◆ **AIM OF THE TASK**
Every record below is to be retyped exactly.

(Stored data)
================

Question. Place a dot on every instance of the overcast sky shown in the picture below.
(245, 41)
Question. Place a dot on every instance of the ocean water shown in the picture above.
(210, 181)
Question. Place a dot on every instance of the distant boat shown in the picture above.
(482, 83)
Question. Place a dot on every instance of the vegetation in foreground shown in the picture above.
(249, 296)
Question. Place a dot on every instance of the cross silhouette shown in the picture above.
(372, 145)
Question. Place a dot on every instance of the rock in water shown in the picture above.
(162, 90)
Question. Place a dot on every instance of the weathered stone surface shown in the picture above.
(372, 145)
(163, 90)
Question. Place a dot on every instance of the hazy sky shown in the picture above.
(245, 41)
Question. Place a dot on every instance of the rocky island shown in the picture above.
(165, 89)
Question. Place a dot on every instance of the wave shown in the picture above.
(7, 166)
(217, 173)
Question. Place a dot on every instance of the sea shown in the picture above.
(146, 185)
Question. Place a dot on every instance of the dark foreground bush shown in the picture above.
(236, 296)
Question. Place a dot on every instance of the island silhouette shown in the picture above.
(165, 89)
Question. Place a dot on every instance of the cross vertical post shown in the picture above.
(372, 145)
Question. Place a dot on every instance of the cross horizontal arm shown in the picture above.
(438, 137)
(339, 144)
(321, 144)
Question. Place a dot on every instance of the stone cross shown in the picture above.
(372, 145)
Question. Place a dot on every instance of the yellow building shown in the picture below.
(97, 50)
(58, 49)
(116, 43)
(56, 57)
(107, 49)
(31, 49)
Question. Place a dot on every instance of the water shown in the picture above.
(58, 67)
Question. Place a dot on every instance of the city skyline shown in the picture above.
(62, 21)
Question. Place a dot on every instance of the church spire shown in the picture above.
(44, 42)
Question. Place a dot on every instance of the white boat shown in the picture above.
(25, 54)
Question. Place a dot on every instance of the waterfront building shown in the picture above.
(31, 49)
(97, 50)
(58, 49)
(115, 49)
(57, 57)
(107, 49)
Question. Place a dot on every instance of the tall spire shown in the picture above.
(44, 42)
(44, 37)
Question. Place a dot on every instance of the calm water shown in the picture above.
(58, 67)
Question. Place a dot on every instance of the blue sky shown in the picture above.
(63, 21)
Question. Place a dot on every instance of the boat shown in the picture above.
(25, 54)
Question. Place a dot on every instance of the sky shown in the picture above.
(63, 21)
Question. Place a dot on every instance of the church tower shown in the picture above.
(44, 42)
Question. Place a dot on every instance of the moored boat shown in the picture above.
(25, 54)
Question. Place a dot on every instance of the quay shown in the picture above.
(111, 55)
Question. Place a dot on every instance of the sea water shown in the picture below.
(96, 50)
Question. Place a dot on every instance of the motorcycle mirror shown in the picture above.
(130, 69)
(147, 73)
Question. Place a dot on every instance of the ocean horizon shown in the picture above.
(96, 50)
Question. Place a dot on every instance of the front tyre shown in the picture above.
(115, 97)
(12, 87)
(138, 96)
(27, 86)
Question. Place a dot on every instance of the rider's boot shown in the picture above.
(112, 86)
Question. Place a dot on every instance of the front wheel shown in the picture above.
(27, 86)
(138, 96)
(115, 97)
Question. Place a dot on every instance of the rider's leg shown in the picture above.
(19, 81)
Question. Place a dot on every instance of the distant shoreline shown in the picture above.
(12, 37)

================

◆ **OUTPUT OF THE EXERCISE**
Question. Place a dot on every instance of the overcast sky shown in the picture below.
(245, 41)
Question. Place a dot on every instance of the ocean water shown in the picture above.
(210, 181)
Question. Place a dot on every instance of the distant boat shown in the picture above.
(482, 83)
Question. Place a dot on every instance of the vegetation in foreground shown in the picture above.
(249, 296)
Question. Place a dot on every instance of the cross silhouette shown in the picture above.
(372, 145)
Question. Place a dot on every instance of the rock in water shown in the picture above.
(162, 90)
Question. Place a dot on every instance of the weathered stone surface shown in the picture above.
(372, 145)
(163, 90)
Question. Place a dot on every instance of the hazy sky shown in the picture above.
(245, 41)
Question. Place a dot on every instance of the rocky island shown in the picture above.
(165, 89)
Question. Place a dot on every instance of the wave shown in the picture above.
(7, 166)
(217, 173)
Question. Place a dot on every instance of the sea shown in the picture above.
(146, 185)
Question. Place a dot on every instance of the dark foreground bush shown in the picture above.
(236, 296)
Question. Place a dot on every instance of the island silhouette shown in the picture above.
(165, 89)
Question. Place a dot on every instance of the cross vertical post shown in the picture above.
(372, 145)
Question. Place a dot on every instance of the cross horizontal arm shown in the picture above.
(438, 137)
(339, 144)
(321, 144)
Question. Place a dot on every instance of the stone cross shown in the picture above.
(372, 145)
Question. Place a dot on every instance of the yellow building shown in the picture below.
(97, 50)
(58, 49)
(116, 43)
(56, 57)
(107, 49)
(31, 49)
Question. Place a dot on every instance of the water shown in the picture above.
(58, 67)
Question. Place a dot on every instance of the city skyline shown in the picture above.
(62, 21)
Question. Place a dot on every instance of the church spire shown in the picture above.
(44, 42)
Question. Place a dot on every instance of the white boat shown in the picture above.
(25, 54)
Question. Place a dot on every instance of the waterfront building shown in the picture above.
(31, 49)
(97, 50)
(58, 49)
(115, 49)
(57, 57)
(107, 49)
Question. Place a dot on every instance of the tall spire shown in the picture above.
(44, 42)
(44, 37)
Question. Place a dot on every instance of the calm water shown in the picture above.
(58, 67)
Question. Place a dot on every instance of the blue sky shown in the picture above.
(63, 21)
Question. Place a dot on every instance of the boat shown in the picture above.
(25, 54)
Question. Place a dot on every instance of the sky shown in the picture above.
(63, 21)
Question. Place a dot on every instance of the church tower shown in the picture above.
(44, 42)
Question. Place a dot on every instance of the moored boat shown in the picture above.
(25, 54)
Question. Place a dot on every instance of the quay shown in the picture above.
(111, 55)
Question. Place a dot on every instance of the sea water shown in the picture below.
(96, 50)
Question. Place a dot on every instance of the motorcycle mirror shown in the picture above.
(130, 69)
(147, 73)
Question. Place a dot on every instance of the ocean horizon shown in the picture above.
(96, 50)
Question. Place a dot on every instance of the front tyre shown in the picture above.
(115, 97)
(12, 87)
(138, 96)
(27, 86)
Question. Place a dot on every instance of the rider's boot shown in the picture above.
(112, 86)
Question. Place a dot on every instance of the front wheel shown in the picture above.
(27, 86)
(138, 96)
(115, 97)
Question. Place a dot on every instance of the rider's leg shown in the picture above.
(19, 81)
Question. Place a dot on every instance of the distant shoreline shown in the picture above.
(12, 37)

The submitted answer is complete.